• TEXT SEGMENT:
═══

Screenshot (286).png

Observation:

  • In ‘Precip Type’, there are 517 missing values.
  • ‘Wind Bearing (degrees)’ has only integer values
  • Formatted Date is in String.
  • Minimum values of Humidity, Wind Speed (km/h), Wind Bearing (degrees), Visibility (km) are Zero and they can be Zero.
  • We only need 3 columns for our task which is data[‘Formatted Date’, ‘Apparent Temperature(c)’, ‘Humidity’]. So, we can ignore the missing values

The unique values of a column are obtained using the unique() function.

data['Loud Cover'].unique()

Output: array([0.])

We can remove the unwanted columns which don’t add value to the analysis using the drop() function. We will drop ‘Loud Cover’ as it has one unique value 0 and it is not useful in analysis.

data = data.drop([‘Loud Cover’], axis = 1)

Pairwise correlation of all columns in the data frame Correlation matrices are an essential tool of exploratory data analysis. Correlation heatmaps contain the same information in a visually appealing way. We can display the pairwise correlation using corr() function which creates the correlation matrix between all the features in the dataset.

═══

• RECORD EXTRACTS:
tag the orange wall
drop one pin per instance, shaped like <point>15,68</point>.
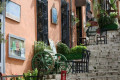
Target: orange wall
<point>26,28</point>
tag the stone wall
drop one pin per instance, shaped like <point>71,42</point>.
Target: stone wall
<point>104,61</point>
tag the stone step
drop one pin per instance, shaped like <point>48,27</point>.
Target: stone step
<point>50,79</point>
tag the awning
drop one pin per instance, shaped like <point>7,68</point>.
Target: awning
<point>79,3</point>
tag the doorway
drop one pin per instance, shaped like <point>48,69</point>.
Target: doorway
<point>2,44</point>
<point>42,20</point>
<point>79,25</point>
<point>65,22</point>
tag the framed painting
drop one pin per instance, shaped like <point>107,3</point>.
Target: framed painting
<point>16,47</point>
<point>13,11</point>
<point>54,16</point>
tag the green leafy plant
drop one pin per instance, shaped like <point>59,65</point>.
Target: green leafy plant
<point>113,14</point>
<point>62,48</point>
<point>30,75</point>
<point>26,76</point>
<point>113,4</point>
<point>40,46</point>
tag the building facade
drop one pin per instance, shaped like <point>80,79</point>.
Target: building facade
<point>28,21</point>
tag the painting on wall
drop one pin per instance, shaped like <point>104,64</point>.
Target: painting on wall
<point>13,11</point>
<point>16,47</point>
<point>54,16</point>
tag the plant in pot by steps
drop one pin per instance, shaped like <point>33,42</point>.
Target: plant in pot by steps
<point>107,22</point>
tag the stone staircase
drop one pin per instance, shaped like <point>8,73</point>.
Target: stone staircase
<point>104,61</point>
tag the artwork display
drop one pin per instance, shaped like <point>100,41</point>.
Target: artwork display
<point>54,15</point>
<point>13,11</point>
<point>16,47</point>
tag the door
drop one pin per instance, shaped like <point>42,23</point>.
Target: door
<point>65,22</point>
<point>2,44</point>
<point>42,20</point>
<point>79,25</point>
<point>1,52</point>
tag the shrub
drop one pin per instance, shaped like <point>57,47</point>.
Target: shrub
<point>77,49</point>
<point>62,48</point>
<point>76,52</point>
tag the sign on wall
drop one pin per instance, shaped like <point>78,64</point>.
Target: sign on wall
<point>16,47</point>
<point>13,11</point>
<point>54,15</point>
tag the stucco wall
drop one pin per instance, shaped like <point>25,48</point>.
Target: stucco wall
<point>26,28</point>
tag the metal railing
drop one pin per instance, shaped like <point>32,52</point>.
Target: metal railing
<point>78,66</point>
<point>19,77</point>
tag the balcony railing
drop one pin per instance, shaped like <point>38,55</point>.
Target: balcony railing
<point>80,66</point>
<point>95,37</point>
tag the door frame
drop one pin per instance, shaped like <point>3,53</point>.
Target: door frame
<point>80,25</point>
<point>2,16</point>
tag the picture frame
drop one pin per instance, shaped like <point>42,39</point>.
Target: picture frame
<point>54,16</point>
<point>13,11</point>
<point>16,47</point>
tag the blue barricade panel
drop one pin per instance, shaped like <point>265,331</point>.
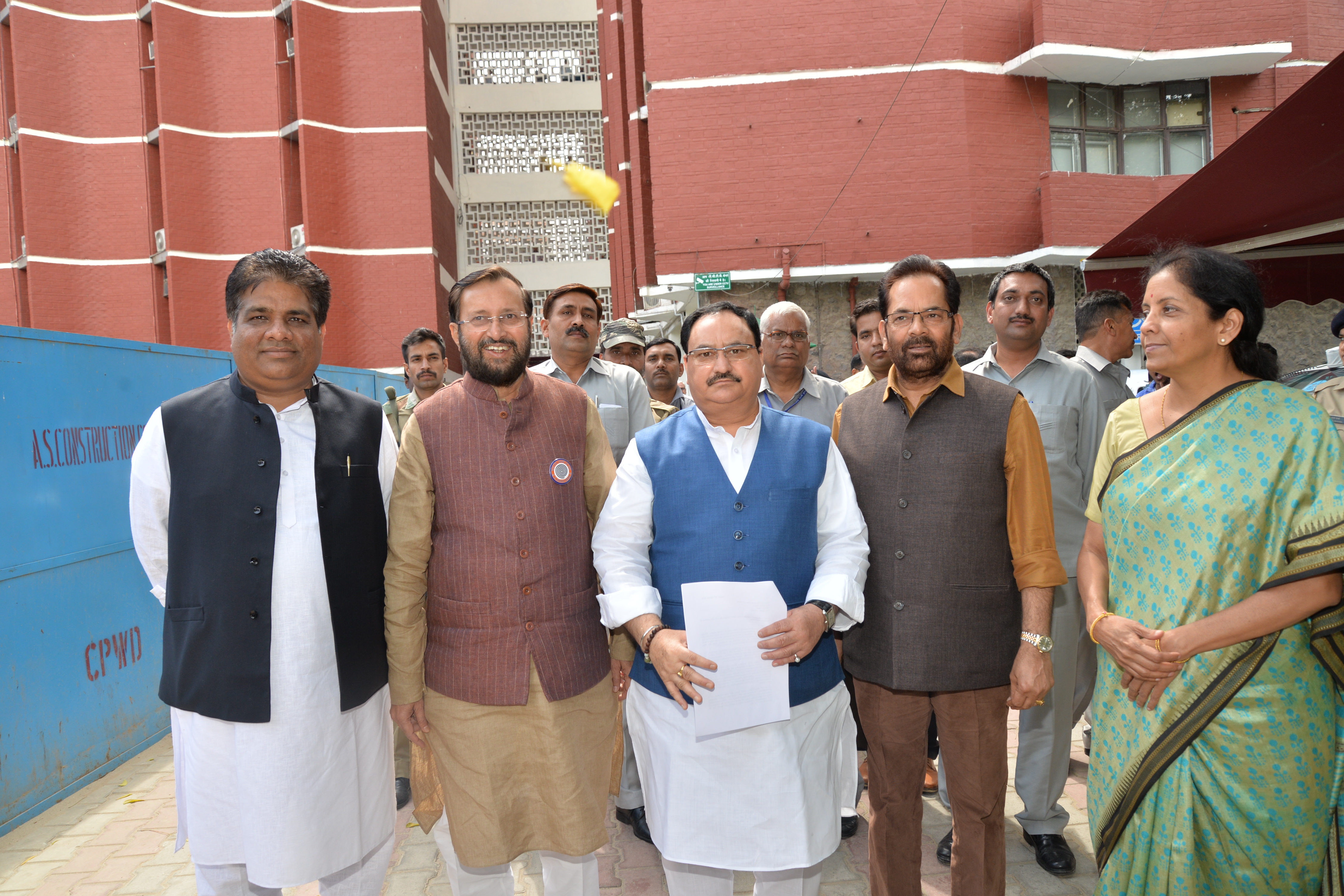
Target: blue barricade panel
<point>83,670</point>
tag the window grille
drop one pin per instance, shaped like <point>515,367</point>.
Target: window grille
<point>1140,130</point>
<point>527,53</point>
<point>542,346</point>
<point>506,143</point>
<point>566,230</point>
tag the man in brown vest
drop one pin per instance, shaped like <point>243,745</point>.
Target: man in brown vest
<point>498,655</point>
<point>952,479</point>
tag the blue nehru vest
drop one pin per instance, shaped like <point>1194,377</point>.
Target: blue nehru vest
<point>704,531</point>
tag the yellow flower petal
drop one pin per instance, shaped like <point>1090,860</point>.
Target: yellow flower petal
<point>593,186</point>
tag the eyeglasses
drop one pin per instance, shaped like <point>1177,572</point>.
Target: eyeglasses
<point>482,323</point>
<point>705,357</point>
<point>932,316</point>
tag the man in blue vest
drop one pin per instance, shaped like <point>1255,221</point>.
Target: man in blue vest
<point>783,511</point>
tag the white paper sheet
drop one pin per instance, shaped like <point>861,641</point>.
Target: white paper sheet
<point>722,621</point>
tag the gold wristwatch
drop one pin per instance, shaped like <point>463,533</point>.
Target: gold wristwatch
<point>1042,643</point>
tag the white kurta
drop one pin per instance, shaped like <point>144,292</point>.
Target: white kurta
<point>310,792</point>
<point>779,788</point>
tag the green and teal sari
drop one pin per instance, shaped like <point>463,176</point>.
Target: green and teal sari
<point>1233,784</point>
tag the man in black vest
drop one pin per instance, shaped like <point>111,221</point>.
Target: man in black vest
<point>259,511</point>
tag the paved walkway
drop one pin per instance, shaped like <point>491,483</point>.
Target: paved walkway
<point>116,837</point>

═══

• PROBLEM SET:
- A) Translate this sentence from the data-cleaning text into Spanish: "The unique values of a column are obtained using the unique() function."
- B) Answer these questions using the data-cleaning text:
(i) How many missing values does ‘Precip Type’ have?
(ii) Which function removes the unwanted columns?
(iii) Which function builds the correlation matrix?
The entries were taken from a different source than the text.

• SOLUTIONS IN ORDER:
- A) Los valores únicos de una columna se obtienen mediante la función unique().

- B)
(i) 517
(ii) drop()
(iii) corr()